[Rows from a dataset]

·····

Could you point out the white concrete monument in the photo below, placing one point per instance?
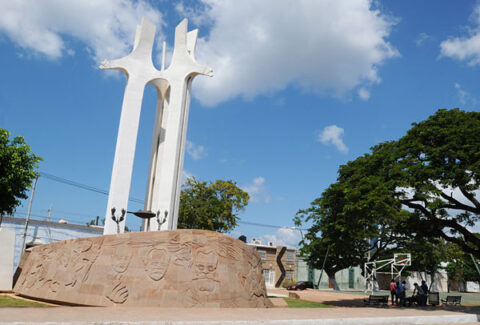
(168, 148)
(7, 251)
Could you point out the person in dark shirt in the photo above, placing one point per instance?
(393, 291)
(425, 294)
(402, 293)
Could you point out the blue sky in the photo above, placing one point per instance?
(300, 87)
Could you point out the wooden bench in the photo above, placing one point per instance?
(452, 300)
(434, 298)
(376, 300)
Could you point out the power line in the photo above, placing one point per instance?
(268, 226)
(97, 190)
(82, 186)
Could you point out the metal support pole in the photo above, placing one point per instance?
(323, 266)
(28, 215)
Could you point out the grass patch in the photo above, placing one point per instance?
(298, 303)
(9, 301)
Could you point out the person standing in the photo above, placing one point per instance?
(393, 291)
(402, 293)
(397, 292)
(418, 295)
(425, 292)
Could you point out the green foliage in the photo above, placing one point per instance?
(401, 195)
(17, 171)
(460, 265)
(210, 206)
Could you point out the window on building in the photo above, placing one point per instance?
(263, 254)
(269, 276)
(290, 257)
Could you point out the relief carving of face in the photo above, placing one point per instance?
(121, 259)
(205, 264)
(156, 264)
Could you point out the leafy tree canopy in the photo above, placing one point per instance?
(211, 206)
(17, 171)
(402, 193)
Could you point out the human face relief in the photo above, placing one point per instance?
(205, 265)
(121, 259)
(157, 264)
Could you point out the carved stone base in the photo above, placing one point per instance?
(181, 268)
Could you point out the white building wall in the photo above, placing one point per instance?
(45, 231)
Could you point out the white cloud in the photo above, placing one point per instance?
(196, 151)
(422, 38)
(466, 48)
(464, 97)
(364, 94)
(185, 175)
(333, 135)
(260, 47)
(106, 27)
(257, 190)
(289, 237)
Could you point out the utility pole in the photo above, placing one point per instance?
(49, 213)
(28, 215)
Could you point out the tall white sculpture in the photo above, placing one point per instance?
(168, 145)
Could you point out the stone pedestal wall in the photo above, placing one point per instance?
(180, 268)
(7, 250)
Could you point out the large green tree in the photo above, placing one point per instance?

·····

--- YOUR OBJECTIVE ---
Format every line of the entries above as a JSON list of strings, one string per line, skipping blank lines. Exclude the pictures from your answer.

--- RESPONSE TO THIS TASK ---
[
  "Could you point out the white concrete monument in the photo below, placing one point per instance?",
  "(168, 148)",
  "(7, 251)",
  "Could you point out the person in dark shirt in the photo above, placing one point per instance?",
  "(393, 291)",
  "(425, 294)",
  "(402, 293)",
  "Could you point out the blue sky in the photo above, placing one point per instance?",
  "(300, 87)",
  "Could you point out the wooden bench in the photo above, placing one point per instance?",
  "(452, 300)",
  "(434, 298)",
  "(376, 300)",
  "Could you point out the power line in the photo above, placing one point per instance?",
  "(268, 226)",
  "(97, 190)",
  "(82, 186)",
  "Could you point out the metal support pole in the photo above, placing one point per instance?",
  "(323, 266)",
  "(28, 215)",
  "Could you point out the grass patch in the photo above, placing one point per instance?",
  "(298, 303)",
  "(9, 301)",
  "Could you point out the person standing in the photo above, placing one point per instance?",
  "(393, 291)",
  "(402, 293)",
  "(397, 292)",
  "(418, 295)",
  "(425, 292)",
  "Could you point out the green foliage in the photo above, placing one point per instance?",
  "(401, 195)",
  "(17, 171)",
  "(460, 265)",
  "(210, 206)",
  "Could you point out the window on building in the photo above, placing one point per instance?",
  "(263, 254)",
  "(269, 276)",
  "(290, 257)",
  "Could you point out the relief carving of face in the photo above, placing one point per instance?",
  "(121, 259)",
  "(205, 264)",
  "(156, 264)",
  "Could you point out the leafy tree canopy in the photo above, placing one point per instance?",
  "(211, 206)",
  "(17, 171)",
  "(402, 193)",
  "Could you point out the human face relief in the photo above, placing one point per instance?",
  "(205, 265)",
  "(121, 259)",
  "(157, 264)",
  "Could you point out the carved stone base in the photo above, placing one point per instance?",
  "(181, 268)",
  "Could you point out the white building wall in the photo above, placing one point per instance?",
  "(45, 231)",
  "Could you point out the white cloud in the photo above, placing one point per instance?",
  "(196, 151)",
  "(422, 38)",
  "(466, 48)",
  "(464, 97)",
  "(364, 94)",
  "(185, 175)",
  "(333, 135)",
  "(260, 47)",
  "(106, 27)",
  "(257, 190)",
  "(289, 237)",
  "Could you point out the utility pole in the photo above, placing one point per instance?",
  "(49, 213)",
  "(28, 215)",
  "Could you point out the tall white sculpture in the photo above, placing one point per instance?",
  "(168, 145)",
  "Could you point out the stone pedestal wall in the photo above, placing one point per instance?",
  "(180, 268)",
  "(7, 250)",
  "Could you point out the large green tree in the photo above, placing one point per instance?"
]